* _TASK INSTRUCTIONS_:
1: Translate this sentence from the HID device software text into Spanish: "Most users expect a real Windows GUI program with products that they buy."
2: Write out the HID device software text from "A Windows program" to "the API function.", swapping "obscure" for "cryptic".
-------- DOCUMENT EXTRACT --------
USB : USB Classes    Software for HID devices  

Page 1


A few devices, like mice and keyboards, are intended to be read directly by the operating system.  These few special devices cannot in fact be opened for direct I/O by a user mode Windows program.

Most other devices need some kind of a program to talk to control them, send commands to them, and receive and display data from them. Most users expect a real Windows GUI program with products that they buy.





Page 2


A Windows program that you write yourself does not talk directly to your HID device, but instead must work through a sequence of rather obscure and confusing Windows API calls. These API calls ultimately communicate with the HID and USB device drivers that are built into the operating system.

These API calls are very low level, often requiring that you first set up complicated data structures and fill in these, in just the right way, before you can call the API function.

Working with this very old-fashioned API approach is time consuming and error prone, and requires deep knowledge of the PC operating system. (For most people, that's Microsoft Windows.)
-------- ROWS --------
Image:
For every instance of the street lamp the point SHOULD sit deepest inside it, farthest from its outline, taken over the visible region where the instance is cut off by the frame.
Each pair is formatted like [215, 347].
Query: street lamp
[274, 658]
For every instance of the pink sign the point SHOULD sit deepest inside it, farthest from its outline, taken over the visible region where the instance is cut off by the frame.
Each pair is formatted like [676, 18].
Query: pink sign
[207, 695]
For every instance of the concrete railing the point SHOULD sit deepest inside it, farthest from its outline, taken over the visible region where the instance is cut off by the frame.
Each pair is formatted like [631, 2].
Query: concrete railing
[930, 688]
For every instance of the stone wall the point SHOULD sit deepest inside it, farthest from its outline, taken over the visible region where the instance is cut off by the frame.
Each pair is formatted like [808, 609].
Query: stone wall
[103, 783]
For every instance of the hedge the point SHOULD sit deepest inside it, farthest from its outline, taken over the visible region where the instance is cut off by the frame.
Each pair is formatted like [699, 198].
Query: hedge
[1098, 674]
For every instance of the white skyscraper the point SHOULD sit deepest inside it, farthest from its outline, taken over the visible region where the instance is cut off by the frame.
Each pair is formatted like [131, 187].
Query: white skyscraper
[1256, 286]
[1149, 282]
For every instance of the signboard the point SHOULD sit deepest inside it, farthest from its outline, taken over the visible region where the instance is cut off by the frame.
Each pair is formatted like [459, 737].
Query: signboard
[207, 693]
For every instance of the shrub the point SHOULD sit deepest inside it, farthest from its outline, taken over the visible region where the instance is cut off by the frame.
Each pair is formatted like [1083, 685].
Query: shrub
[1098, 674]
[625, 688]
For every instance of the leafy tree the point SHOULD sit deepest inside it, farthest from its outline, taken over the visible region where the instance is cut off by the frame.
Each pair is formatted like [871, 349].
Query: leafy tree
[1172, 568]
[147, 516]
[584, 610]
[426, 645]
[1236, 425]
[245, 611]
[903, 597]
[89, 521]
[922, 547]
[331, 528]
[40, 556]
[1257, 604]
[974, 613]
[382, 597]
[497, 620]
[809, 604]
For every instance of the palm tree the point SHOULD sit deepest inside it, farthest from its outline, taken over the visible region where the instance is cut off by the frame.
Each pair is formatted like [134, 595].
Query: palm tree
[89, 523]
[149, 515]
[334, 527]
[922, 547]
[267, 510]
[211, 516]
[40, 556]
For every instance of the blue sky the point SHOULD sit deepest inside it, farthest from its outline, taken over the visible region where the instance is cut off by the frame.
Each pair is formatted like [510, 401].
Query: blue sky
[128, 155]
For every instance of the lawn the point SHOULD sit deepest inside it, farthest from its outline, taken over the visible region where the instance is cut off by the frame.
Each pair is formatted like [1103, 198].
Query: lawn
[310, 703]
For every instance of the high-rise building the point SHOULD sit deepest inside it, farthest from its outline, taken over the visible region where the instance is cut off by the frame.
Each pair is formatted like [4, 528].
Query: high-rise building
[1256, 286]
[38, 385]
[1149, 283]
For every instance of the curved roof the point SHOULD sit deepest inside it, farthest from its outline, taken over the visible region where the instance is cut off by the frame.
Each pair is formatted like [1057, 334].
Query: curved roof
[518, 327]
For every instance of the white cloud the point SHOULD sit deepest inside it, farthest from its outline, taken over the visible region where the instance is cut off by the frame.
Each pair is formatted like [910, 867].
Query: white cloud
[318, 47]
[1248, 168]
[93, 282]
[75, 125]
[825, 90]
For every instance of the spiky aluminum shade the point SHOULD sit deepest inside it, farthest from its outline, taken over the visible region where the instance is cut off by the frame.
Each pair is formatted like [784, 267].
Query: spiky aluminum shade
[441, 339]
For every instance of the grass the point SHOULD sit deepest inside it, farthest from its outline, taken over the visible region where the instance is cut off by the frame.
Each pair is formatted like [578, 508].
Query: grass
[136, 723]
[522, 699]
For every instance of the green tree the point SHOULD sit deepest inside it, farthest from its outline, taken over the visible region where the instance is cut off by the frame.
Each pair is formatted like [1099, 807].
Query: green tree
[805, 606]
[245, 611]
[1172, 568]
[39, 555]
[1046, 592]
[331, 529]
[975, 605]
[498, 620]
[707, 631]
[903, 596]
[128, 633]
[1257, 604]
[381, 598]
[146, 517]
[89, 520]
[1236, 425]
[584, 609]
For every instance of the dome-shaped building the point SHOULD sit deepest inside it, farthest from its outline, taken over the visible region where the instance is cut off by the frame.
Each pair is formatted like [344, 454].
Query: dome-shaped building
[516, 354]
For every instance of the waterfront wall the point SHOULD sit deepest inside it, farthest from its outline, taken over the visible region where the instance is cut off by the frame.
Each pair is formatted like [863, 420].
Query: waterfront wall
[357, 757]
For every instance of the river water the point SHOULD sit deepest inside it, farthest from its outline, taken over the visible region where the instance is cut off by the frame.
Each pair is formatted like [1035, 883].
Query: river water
--------
* _WORKED ANSWERS_:
1: La mayoría de los usuarios espera un verdadero programa de Windows con interfaz gráfica junto con los productos que compra.

2:
A Windows program that you write yourself does not talk directly to your HID device, but instead must work through a sequence of rather cryptic and confusing Windows API calls. These API calls ultimately communicate with the HID and USB device drivers that are built into the operating system.

These API calls are very low level, often requiring that you first set up complicated data structures and fill in these, in just the right way, before you can call the API function.